* **Text**

━━━━━━━━━━━━━━━━━━━━

# Ok... so I know that no one watches this



## QuickSilver (Jun 9, 2015)

Married at First Sight...

but somehow I got sucked in at the beginning and have been watching every week..  WELL... tonight is the finale.. and the three couples get to decide if they want to stay married or get a divorce..   I have switched my guesses about who would do what several times... but now I think I know.. there will be two staying married.. and one divorcing.


----------



## Josiah (Jun 9, 2015)

You got suckered in huh?.....I confess I've never understood the appeal of reality TV....it all looks so staged.


----------



## Temperance (Jun 9, 2015)

Have seen the show several times and try to guess who shall remain together.  I agree with you QuickSilver, two will most likely stay married.


----------



## applecruncher (Jun 9, 2015)

haha!  Never watched this show, but, hey, it's gotta be better than the Bachelor/Bachelorette.  What a joke that is.  :lofl:

Enjoy!


----------



## QuickSilver (Jun 9, 2015)

Temperance said:


> Have seen the show several times and try to guess who shall remain together.  I agree with you QuickSilver, two will most likely stay married.




I'm thinking Ryan and Jacklyn will...  AND Jessicia and whatever his name is will too...   Sean and Divina I think will split.


----------



## QuickSilver (Jun 9, 2015)

Josiah said:


> You got suckered in huh?.....I confess I've never understood the appeal of reality TV....it all looks so staged.



I know... but sometimes it's just cool to sit and be a voyeur


----------



## QuickSilver (Jun 10, 2015)

I was right...  two stayed married and one divorced.


----------



## Kadee (Jun 10, 2015)

Aussie MAFS in only in its second week, seen part one, exciting as watching paint dry


----------



## Warrigal (Jun 10, 2015)

Can't bring myself to watch shows like this. 
They make a mockery of marriage.


----------



## Ralphy1 (Jun 11, 2015)

Hey, you gotta watch something now that Honey Boo Boo has been cancelled...


----------



## Warrigal (Jun 11, 2015)

I just watched an episode of Doctor Who. That's my idea of reality TV.


----------



## Ralphy1 (Jun 11, 2015)

Maybe you will get Duck Dynasty some day...


----------



## Warrigal (Jun 11, 2015)

Is it a cooking show?


----------



## QuickSilver (Jun 11, 2015)

Dame Warrigal said:


> Is it a cooking show?



If only it were...


----------



## Warrigal (Jun 11, 2015)

━━━━━━━━━━━━━━━━━━━━

* **Job 1**
In the rows, from the line with "One point goes on every instance of the blue lake" to the line with "Target: tree-covered hillside", replace every "sample" with "template" and leave everything else unchanged. Write out only those lines.
The forum thread and the rows are unrelated material.

* **Records shown**
━━━━━━━━━━━━━━━━━━━━

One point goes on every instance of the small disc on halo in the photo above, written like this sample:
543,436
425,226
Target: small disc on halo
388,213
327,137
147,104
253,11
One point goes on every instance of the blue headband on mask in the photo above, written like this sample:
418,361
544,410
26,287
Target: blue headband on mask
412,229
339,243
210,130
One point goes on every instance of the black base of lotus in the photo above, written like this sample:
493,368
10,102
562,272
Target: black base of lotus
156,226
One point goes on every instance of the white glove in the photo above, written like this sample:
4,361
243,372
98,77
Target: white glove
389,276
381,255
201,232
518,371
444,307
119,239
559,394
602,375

━━━━━━━━━━━━━━━━━━━━

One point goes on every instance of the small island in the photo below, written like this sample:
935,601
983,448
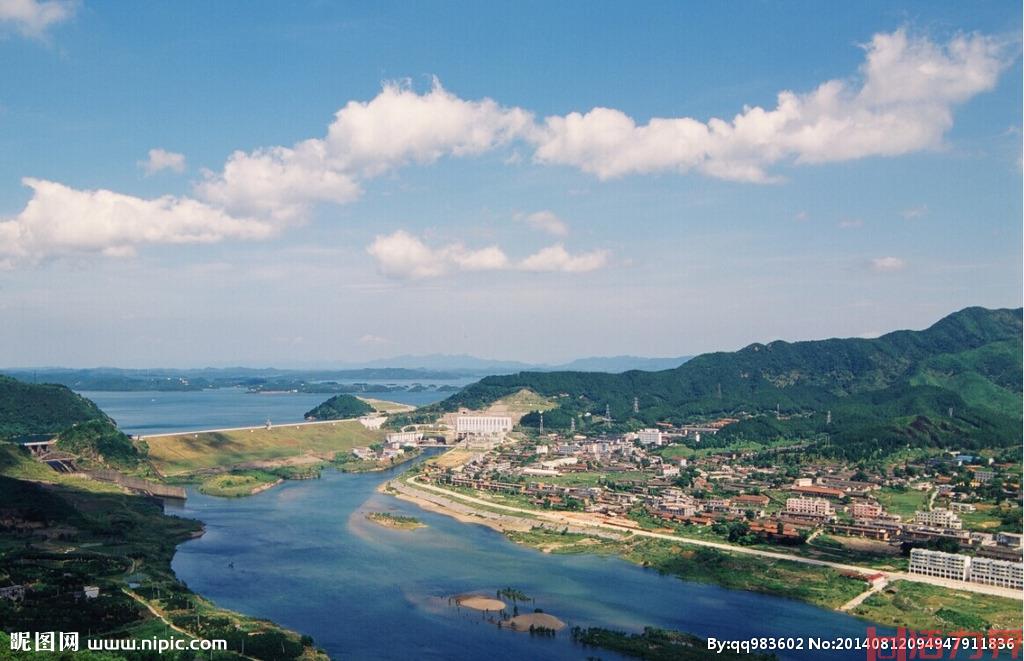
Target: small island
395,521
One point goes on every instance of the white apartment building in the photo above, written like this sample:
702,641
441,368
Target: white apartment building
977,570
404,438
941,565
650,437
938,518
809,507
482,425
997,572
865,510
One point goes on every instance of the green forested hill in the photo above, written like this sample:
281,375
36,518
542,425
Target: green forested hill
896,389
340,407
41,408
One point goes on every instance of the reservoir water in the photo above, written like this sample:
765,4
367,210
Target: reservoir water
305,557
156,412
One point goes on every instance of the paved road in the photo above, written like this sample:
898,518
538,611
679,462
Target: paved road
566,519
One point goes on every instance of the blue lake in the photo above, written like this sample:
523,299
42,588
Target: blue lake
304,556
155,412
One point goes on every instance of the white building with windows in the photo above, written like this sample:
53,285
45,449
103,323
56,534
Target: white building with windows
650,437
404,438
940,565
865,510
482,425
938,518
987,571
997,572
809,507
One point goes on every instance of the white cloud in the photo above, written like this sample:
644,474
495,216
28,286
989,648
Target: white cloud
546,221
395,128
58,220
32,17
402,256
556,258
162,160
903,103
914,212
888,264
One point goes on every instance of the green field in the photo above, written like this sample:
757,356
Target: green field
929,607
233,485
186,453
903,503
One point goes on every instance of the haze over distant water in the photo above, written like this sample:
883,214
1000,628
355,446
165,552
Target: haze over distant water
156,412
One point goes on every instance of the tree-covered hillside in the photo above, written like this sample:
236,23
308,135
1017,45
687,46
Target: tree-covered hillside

━━━━━━━━━━━━━━━━━━━━

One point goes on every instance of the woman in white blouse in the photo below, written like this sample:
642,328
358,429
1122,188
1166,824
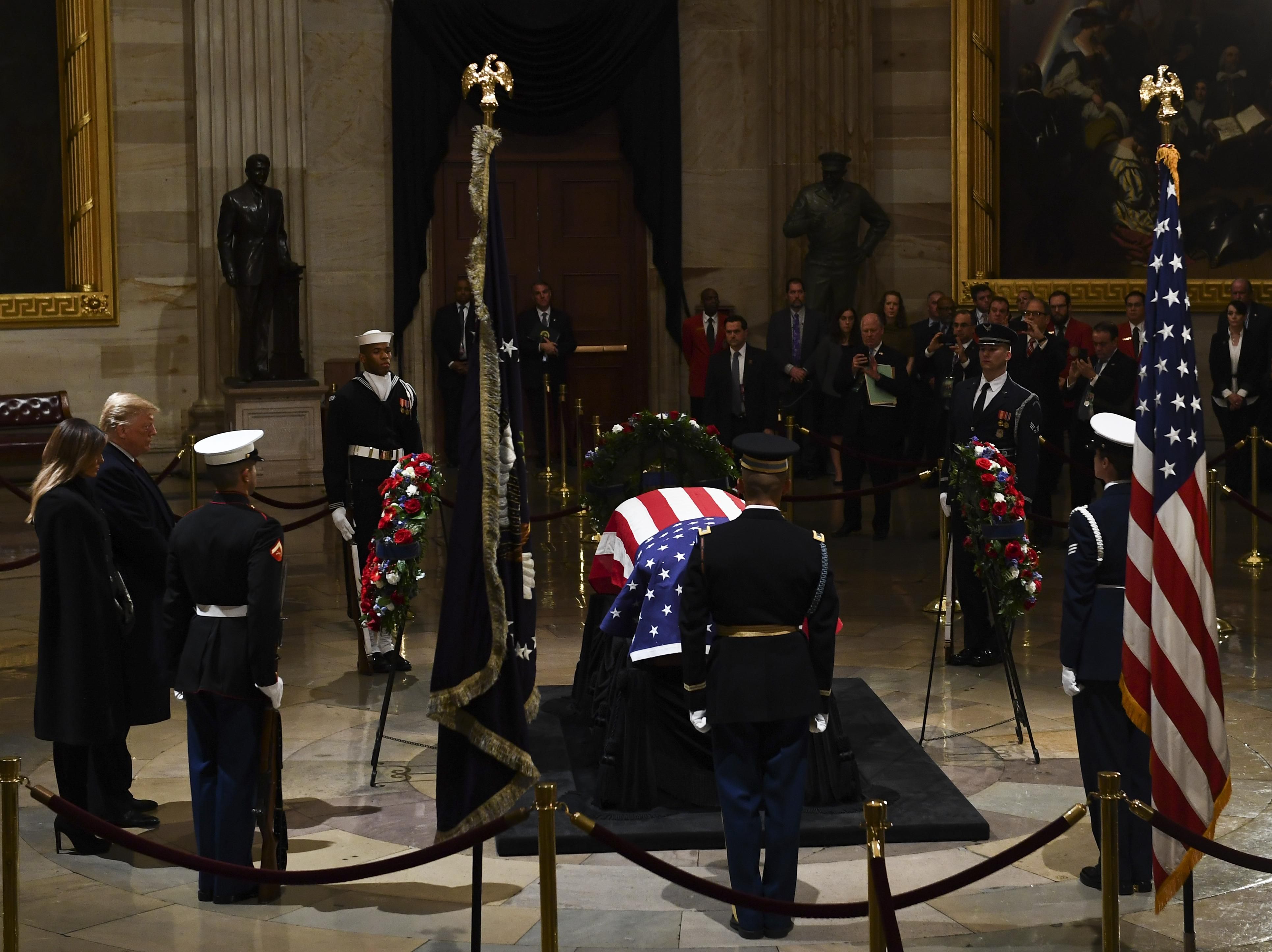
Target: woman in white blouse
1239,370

━━━━━━━━━━━━━━━━━━━━

* **Job 2**
Reproduce the forum thread word for word from "I know... but" to "and one divorced.".

* **Final answer 1**
One point goes on every instance of the blue lake in the photo above, written like this template:
523,299
42,588
Target: blue lake
304,556
155,412
One point goes on every instance of the white building with windows in the photo above, written like this template:
53,285
45,449
103,323
56,534
Target: white building with windows
650,437
404,438
940,565
865,510
482,425
938,518
987,571
997,572
809,507
One point goes on every instance of the white cloud in the photo above, written like this template:
644,474
495,216
28,286
989,648
Target: white cloud
546,221
395,128
58,220
32,17
402,256
556,258
162,160
903,103
914,212
888,264
One point goes on every instance of the green field in the photo above, written like this template:
757,356
Target: green field
929,607
233,485
186,453
903,503
One point goes on every instance of the haze over distant water in the photo above, written like this template:
883,214
1000,628
355,446
165,552
Target: haze over distant water
156,412
One point goes on every instance of the tree-covered hillside in the photo above, written like this template:
236,23
308,135
1017,45
687,46
Target: tree-covered hillside

* **Final answer 2**
I know... but sometimes it's just cool to sit and be a voyeur


----------



## QuickSilver (Jun 10, 2015)

I was right...  two stayed married and one divorced.